* EXCERPT TO READ:
=== Section Start ===
Carpal tunnel syndrome (CTS) is a medical condition due to compression of the median nerve as it travels through the wrist at the carpal tunnel. The main symptoms are pain, numbness, and tingling, in the thumb, index finger, middle finger, and the thumb side of the ring fingers. Symptoms typically start gradually and during the night. Pain may extend up the arm. Weak grip strength may occur and after a long period of time the muscles at the base of the thumb may waste away. In more than half of cases both sides are affected.
Risk factors include obesity, repetitive wrist work, pregnancy, and rheumatoid arthritis. There is tentative evidence that hypothyroidism increases the risk. It is unclear if diabetes plays a role. The use of birth control pills does not affect the risk. Types of work that are associated include computer work, work with vibrating tools, and work that requires a strong grip. Diagnosis is suspected based on signs, symptoms, and specific physical tests and may be confirmed with electrodiagnostic tests. If muscle wasting at the base of the thumb is present, the diagnosis is likely.
Being physically active can decrease the risk of developing CTS. Symptoms can be improved by wearing a wrist splint or with corticosteroid injections. Taking NSAIDs or gabapentin does not appear to be useful. Surgery to cut the transverse carpal ligament is effective with better results at a year compared to non surgical options. Further splinting after surgery is not needed. Evidence does not support magnet therapy.
About 5% of people in the United States have carpal tunnel syndrome. It usually begins in adulthood and women are more commonly affected than men. Up to 33% of people may improve without specific treatment over approximately a year. Carpal tunnel syndrome was first fully described after World War II.
=== Section End ===
* DATASET ENTRIES:
=== Section Start ===
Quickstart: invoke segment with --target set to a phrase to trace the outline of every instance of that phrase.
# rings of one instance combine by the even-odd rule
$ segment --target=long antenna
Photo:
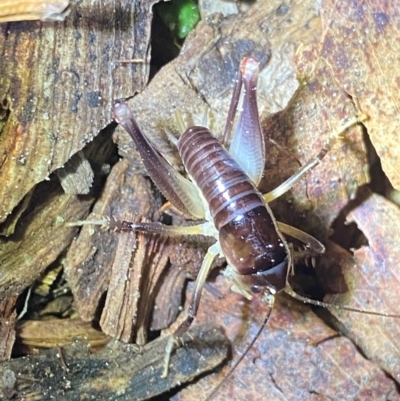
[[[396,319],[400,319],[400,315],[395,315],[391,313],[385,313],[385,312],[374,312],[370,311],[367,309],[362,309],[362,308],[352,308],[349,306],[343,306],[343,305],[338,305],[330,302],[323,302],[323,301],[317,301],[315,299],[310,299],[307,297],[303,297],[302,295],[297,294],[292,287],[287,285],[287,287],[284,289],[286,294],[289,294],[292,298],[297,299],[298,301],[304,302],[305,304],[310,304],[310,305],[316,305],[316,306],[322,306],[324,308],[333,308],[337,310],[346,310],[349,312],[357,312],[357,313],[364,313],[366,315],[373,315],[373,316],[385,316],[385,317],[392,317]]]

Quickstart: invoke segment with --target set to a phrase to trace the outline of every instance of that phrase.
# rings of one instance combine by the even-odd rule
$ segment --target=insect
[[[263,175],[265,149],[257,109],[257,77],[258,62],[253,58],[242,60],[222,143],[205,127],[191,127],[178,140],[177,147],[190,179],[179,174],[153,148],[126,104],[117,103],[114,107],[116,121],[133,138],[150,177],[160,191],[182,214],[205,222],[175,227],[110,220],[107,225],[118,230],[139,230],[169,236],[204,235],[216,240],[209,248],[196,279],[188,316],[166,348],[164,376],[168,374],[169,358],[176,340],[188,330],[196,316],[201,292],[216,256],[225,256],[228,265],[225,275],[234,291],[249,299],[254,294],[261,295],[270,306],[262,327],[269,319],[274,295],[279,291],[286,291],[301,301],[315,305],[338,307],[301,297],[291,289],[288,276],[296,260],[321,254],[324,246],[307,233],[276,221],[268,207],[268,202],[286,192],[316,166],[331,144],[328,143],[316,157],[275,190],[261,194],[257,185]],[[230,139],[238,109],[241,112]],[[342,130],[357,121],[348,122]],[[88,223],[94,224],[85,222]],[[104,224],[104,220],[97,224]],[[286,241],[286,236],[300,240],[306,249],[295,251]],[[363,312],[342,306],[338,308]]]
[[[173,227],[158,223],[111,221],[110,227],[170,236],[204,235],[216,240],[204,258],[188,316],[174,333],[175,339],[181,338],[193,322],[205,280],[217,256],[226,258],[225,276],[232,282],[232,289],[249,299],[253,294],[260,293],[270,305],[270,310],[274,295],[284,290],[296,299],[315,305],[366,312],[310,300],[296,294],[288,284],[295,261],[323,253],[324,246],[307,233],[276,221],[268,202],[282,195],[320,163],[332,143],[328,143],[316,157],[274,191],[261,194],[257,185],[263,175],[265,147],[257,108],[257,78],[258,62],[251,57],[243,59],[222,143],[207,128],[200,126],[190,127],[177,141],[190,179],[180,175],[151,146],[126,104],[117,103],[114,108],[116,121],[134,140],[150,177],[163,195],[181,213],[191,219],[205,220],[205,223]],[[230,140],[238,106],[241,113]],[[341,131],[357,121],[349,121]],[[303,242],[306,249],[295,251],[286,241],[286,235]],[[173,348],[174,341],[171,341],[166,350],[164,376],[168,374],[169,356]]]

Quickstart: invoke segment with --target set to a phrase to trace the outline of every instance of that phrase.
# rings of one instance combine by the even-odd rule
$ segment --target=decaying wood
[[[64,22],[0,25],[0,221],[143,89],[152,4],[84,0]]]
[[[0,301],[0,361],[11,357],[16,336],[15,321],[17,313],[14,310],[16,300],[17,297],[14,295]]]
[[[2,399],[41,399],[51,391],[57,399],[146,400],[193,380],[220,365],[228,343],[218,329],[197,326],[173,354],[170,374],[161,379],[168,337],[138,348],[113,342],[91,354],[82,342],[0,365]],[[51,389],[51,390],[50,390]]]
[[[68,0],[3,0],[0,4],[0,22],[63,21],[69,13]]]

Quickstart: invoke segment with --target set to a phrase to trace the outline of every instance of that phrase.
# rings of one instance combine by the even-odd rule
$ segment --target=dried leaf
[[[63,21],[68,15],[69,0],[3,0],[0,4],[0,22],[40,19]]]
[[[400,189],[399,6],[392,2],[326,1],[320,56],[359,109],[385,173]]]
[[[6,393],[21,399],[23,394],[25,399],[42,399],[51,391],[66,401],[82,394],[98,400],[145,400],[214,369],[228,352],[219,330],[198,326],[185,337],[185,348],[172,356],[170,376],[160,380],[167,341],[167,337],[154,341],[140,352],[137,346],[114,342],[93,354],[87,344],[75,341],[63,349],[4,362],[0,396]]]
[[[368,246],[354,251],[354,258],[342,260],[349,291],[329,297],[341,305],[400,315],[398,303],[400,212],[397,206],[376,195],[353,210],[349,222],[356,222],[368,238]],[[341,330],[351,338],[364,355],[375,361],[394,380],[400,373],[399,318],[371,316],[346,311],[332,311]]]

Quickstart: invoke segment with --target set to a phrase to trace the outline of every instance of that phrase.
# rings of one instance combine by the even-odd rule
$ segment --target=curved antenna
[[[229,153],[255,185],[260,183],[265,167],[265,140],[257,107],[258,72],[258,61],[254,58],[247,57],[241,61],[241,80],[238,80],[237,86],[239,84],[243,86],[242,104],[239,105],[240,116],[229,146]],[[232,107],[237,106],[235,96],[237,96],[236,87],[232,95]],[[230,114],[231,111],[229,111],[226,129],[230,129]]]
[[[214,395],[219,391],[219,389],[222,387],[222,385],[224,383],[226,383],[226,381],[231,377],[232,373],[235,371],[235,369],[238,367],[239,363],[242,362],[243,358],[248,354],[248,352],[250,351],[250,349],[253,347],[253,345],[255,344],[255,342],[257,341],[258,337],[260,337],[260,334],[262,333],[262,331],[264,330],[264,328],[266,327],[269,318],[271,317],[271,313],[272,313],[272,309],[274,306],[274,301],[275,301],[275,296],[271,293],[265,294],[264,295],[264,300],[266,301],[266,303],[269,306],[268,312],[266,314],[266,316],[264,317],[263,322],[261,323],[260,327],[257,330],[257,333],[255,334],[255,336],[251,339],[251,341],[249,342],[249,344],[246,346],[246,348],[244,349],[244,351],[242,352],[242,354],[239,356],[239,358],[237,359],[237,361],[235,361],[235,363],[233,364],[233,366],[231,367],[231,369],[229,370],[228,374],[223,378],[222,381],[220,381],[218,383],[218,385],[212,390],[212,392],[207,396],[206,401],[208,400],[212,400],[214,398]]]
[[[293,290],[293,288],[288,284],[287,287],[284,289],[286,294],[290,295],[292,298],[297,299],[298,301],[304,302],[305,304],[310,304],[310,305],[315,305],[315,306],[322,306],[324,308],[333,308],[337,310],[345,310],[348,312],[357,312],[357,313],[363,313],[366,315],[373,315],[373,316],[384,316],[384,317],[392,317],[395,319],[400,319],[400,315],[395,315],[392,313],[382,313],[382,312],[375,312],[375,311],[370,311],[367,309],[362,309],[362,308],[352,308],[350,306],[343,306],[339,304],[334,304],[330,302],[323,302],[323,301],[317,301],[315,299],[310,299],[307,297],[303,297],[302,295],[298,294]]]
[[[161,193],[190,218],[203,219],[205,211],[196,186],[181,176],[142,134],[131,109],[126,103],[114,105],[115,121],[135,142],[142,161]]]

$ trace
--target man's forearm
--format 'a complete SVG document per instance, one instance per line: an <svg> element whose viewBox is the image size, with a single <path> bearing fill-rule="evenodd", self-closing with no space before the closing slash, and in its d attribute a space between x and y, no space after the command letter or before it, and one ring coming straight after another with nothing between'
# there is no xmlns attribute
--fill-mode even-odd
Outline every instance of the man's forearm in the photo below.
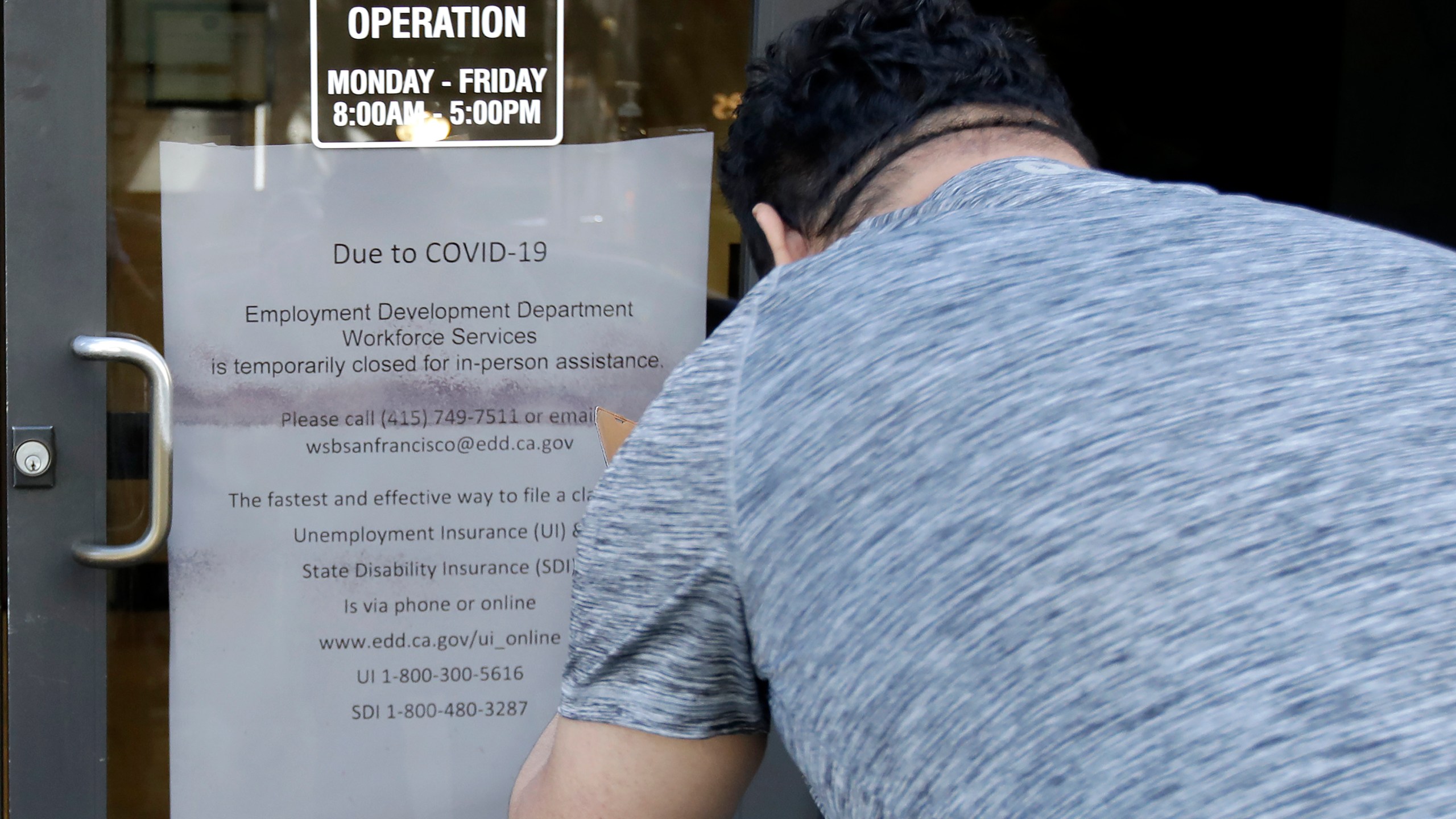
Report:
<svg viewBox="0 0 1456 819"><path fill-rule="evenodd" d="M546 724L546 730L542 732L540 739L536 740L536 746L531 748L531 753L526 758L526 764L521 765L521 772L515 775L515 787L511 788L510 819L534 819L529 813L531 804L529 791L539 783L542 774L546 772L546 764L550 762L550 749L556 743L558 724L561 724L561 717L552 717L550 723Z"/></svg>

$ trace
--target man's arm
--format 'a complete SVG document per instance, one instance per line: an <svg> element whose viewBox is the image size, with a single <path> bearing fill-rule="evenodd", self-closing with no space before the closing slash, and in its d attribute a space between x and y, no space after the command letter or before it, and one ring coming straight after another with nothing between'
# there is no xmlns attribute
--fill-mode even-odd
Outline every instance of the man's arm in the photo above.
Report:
=== Section End ===
=== Section Start ===
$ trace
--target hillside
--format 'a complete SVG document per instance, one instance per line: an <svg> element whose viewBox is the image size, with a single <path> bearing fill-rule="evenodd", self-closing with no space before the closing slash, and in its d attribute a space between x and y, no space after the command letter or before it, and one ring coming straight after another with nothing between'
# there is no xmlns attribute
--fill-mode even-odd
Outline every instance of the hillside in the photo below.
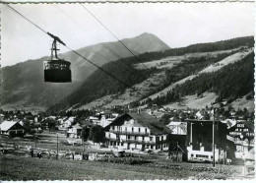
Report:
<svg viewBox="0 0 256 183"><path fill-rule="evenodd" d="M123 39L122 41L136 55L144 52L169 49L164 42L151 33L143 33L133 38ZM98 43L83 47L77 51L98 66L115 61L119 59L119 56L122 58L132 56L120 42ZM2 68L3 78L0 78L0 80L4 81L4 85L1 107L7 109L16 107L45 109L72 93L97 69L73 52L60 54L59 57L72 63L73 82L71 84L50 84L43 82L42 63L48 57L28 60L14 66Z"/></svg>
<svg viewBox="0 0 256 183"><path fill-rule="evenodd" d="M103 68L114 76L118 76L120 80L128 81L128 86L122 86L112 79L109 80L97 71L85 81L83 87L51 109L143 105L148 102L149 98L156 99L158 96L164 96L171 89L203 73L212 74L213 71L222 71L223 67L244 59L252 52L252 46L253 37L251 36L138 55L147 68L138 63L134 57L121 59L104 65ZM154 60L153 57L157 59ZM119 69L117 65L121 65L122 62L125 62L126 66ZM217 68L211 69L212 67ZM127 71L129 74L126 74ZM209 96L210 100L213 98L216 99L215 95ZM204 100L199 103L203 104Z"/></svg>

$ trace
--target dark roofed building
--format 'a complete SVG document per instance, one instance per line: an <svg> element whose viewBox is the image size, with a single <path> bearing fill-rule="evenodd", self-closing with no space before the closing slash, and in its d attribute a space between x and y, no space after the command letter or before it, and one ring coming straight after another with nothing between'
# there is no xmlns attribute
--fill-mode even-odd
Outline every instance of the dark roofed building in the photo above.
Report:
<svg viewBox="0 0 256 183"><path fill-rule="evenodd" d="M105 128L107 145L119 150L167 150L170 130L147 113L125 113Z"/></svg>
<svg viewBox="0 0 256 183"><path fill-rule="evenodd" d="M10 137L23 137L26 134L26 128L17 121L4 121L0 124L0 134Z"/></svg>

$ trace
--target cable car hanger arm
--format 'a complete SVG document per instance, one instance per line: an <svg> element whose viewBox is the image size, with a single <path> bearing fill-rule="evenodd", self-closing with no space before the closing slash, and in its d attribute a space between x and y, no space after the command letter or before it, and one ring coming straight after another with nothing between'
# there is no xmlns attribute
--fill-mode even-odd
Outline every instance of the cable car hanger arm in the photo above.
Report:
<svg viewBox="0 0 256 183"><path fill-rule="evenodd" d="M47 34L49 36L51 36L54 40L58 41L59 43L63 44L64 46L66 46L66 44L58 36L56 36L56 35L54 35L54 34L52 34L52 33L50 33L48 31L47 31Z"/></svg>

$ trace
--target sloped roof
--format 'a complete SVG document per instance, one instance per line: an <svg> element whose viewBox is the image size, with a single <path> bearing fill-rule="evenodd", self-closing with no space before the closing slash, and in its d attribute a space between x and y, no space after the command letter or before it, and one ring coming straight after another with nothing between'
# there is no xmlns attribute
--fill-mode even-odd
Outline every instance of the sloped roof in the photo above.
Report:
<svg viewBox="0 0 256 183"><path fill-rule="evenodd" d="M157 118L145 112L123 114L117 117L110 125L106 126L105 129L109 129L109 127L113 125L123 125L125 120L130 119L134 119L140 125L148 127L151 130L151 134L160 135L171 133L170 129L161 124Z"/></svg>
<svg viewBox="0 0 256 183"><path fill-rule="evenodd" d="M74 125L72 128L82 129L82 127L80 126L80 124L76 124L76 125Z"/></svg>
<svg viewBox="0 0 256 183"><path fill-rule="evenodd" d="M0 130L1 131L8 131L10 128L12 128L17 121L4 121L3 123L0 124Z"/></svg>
=== Section End ===
* THINGS TO DO:
1. In one to three sentences, explain what causes carpal tunnel syndrome, according to the carpal tunnel syndrome passage.
2. According to the carpal tunnel syndrome passage, about what percentage of people in the United States have the condition?
3. Reproduce the carpal tunnel syndrome passage word for word, between "Being physically active" and "World War II.", inclusive.

* ANSWERS BY ITEM:
1. Carpal tunnel syndrome is caused by compression of the median nerve as it travels through the wrist at the carpal tunnel.

2. About 5%.

3.
Being physically active can decrease the risk of developing CTS. Symptoms can be improved by wearing a wrist splint or with corticosteroid injections. Taking NSAIDs or gabapentin does not appear to be useful. Surgery to cut the transverse carpal ligament is effective with better results at a year compared to non surgical options. Further splinting after surgery is not needed. Evidence does not support magnet therapy.
About 5% of people in the United States have carpal tunnel syndrome. It usually begins in adulthood and women are more commonly affected than men. Up to 33% of people may improve without specific treatment over approximately a year. Carpal tunnel syndrome was first fully described after World War II.